── Data to process

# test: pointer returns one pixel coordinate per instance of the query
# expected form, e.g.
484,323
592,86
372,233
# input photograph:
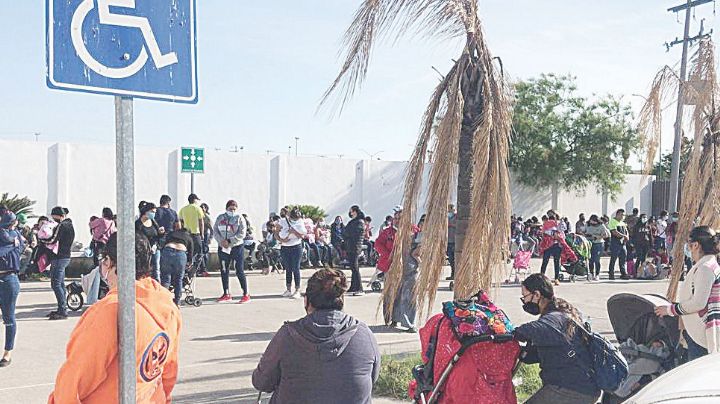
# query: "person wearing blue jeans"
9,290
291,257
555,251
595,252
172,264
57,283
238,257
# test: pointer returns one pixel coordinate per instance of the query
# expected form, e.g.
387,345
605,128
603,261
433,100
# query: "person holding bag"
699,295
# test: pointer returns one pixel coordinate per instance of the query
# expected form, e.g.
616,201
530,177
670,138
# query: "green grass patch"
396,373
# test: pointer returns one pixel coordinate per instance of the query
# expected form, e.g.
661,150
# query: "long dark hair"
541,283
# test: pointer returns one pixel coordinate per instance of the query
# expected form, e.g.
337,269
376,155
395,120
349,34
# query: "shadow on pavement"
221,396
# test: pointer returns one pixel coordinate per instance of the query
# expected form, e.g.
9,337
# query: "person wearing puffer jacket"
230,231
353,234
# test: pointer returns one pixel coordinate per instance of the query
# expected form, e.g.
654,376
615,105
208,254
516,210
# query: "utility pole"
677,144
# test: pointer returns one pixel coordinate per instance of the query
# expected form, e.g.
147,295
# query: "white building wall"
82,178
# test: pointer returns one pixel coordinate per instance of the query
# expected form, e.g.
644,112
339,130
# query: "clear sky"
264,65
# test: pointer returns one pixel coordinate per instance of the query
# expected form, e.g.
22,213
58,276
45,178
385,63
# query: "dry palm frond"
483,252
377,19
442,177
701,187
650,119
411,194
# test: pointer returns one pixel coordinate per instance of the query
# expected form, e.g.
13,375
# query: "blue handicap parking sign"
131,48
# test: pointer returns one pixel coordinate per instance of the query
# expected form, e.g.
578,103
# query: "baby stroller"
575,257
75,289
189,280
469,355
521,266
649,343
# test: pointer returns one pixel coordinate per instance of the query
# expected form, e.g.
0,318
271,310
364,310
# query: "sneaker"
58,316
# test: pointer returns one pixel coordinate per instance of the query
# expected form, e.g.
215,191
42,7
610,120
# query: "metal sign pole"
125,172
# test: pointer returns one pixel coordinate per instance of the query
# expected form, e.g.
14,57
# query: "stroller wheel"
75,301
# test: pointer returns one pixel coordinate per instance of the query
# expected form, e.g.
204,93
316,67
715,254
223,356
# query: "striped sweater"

────
── Data to process

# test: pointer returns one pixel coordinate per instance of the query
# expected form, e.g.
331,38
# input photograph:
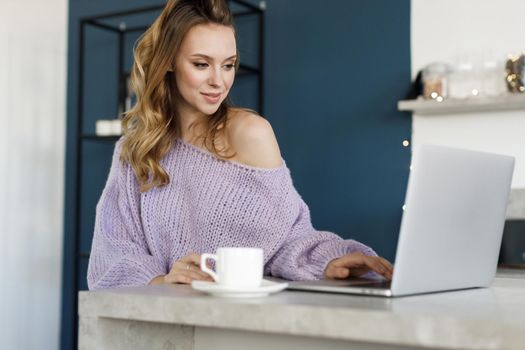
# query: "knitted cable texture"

────

> Your task
Count the lines of the data above that contain the word "wearing", and reply with that number alone.

> Solution
2